▶ _Problem statement_: Every entry must be repeated exactly in the answer.
——————————
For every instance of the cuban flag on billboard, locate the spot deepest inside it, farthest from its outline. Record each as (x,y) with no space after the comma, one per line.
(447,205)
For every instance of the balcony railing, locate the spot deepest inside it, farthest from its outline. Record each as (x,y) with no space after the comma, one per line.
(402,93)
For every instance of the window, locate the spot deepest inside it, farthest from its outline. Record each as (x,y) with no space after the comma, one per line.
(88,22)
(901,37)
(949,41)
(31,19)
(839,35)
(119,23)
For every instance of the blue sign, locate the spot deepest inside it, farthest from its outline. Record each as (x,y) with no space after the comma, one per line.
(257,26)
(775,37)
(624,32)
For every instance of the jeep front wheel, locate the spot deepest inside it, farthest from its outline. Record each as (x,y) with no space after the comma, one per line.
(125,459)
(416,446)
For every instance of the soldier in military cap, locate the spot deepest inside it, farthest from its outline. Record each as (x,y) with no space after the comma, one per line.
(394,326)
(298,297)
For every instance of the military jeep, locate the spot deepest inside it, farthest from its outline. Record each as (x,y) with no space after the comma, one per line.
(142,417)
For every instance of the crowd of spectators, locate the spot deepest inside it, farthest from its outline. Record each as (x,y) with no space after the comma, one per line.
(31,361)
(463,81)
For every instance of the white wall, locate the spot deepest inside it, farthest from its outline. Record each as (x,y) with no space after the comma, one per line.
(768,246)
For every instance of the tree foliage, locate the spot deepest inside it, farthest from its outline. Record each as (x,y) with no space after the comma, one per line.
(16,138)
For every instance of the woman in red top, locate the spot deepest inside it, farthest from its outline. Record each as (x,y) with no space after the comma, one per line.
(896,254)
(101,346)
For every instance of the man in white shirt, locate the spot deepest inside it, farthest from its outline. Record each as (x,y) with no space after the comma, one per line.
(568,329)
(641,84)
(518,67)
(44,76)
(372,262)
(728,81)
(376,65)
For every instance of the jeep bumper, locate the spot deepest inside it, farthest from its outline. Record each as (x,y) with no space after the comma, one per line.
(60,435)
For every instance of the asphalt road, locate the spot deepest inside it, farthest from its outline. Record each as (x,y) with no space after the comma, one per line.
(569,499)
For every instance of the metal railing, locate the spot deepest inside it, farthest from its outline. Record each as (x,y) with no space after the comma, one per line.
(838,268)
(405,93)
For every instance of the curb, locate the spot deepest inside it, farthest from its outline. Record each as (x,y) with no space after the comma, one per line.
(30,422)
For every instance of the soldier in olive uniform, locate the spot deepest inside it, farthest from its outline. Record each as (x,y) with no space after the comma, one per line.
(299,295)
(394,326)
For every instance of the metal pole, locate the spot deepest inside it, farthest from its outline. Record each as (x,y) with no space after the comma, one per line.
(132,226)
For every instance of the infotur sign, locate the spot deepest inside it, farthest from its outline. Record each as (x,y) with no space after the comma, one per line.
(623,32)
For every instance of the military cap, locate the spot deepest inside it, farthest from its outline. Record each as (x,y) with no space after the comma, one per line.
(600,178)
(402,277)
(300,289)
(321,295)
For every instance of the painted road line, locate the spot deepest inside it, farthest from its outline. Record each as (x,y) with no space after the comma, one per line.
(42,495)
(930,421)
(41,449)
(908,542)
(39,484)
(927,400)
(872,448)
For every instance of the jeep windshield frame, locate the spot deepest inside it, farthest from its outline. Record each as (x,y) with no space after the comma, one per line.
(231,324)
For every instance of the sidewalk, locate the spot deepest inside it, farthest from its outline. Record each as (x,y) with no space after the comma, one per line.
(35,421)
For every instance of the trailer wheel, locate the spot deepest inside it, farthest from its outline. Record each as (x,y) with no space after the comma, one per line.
——————————
▶ _Reply_:
For every instance of the cuban flag on billboard, locate the spot deepest inside it, farthest from its outline. Record each as (x,y) with no space after the comma, one per line.
(447,205)
For every instance of the balcony railing, locate the spot deepest inside it, farthest from its outline. Record each as (x,y) with no space after the comma, one per line.
(402,93)
For every instance of the window, locate the spot deepest inside it, farthest from its outline. Record each as (x,y) with no space after the comma, one per line.
(88,22)
(901,37)
(949,41)
(31,19)
(839,35)
(119,23)
For every instance of the blue sign, locate the spot deepest inside it, farthest from its outline. Record each as (x,y) with no space after the comma, one per line.
(257,26)
(775,37)
(624,32)
For every instance of the jeep front wheel, locate the spot deepest inside it, farthest from its outline. Record each as (x,y) with no space after the comma, one per line.
(125,459)
(416,446)
For every instance of the soldier in military cap, locate the spot deepest inside it, farthest from its outline. Record each as (x,y) with no space after the comma, one per line.
(394,326)
(298,297)
For every instance of the military jeep, locate the spot deepest inside it, farthest from its outline. Record each as (x,y) with no space after the comma, one per line.
(142,417)
For every instance of the crowd of spectators, locate the spot deepest inside it, farthest from its outline. Record each as (x,y) with no space after the comma, one per line.
(31,361)
(463,81)
For every instance of the white wall, locate the spot deepest inside it, farthest from its outline. Record each as (x,y) with no space after the comma, one per line.
(768,246)
For every instance of the tree foliage, locate the spot deepest inside it, farthest from its outline. Record each as (x,y) with no space after the comma, one per line.
(16,138)
For every instance of the woman in red top, locate the spot deepest inside it, farthest from its outline. Record each as (x,y) with no space after the comma, one per line.
(896,254)
(101,346)
For every instance of the man in white shirt, locate the spot deepest inside it, farthest from its outline. Record each as (x,y) with no space after the comma, one per line.
(568,329)
(641,84)
(518,67)
(44,76)
(372,262)
(728,81)
(376,65)
For every instance of the jeep bumper, locate the spot deepest inside it, farthest from its outline. Record each as (x,y) with no space after the comma, one per line.
(60,435)
For every instance of the asphalt road, locate the spot deepest inside it, farthest from its outline. Record each as (x,y) with no space after the comma, one per line.
(569,499)
For every instance of the metal railing, locate the spot deepest inside it, farthest from its outline. Record each as (x,y) with no space after the comma, one per line.
(838,268)
(405,93)
For every instance of the curb, locate the spot deepest inside it, farthest from its outline. Record each as (x,y) with no space after the comma, one per line.
(30,422)
For every instance of the soldier in olive uniform, locate the spot deepest inside it, farthest from its outline. Record each as (x,y) with no space after the comma, one per line.
(299,295)
(394,326)
For every instance of the metal pole, locate the spot deepest inside it, farthest from its outline. Record each as (x,y) with no space after the comma, one per line.
(132,226)
For every instance of the infotur sign, locate the spot deepest inside it, farthest from its outline. Record each as (x,y) with no space after the comma, one per line.
(623,32)
For every instance of the military cap, locate the spot deepest inside it, farthest from its outline. Record each as (x,y) with no space after the comma, one per line.
(600,178)
(402,277)
(300,289)
(321,295)
For every instance of the painted road line, locate the spot deepest inside it, farthest from its outline. Record each as (x,y) with no space after the comma, one per line.
(42,495)
(930,421)
(41,449)
(908,542)
(39,484)
(927,400)
(872,448)
For every instance of the jeep windshield frame, locate the spot deepest inside it, farthest from its outline. Record each as (x,y) with no space after the comma, one per line.
(231,324)
For every instance of the sidewalk, locate the spot deepest inside it, farthest from its outline. Record each as (x,y) with no space after the comma, one per line.
(35,421)
For every instance of the trailer wheel, locate the spot deepest inside it, farthest from its outline. Record each as (x,y) with no space after the comma, one per line.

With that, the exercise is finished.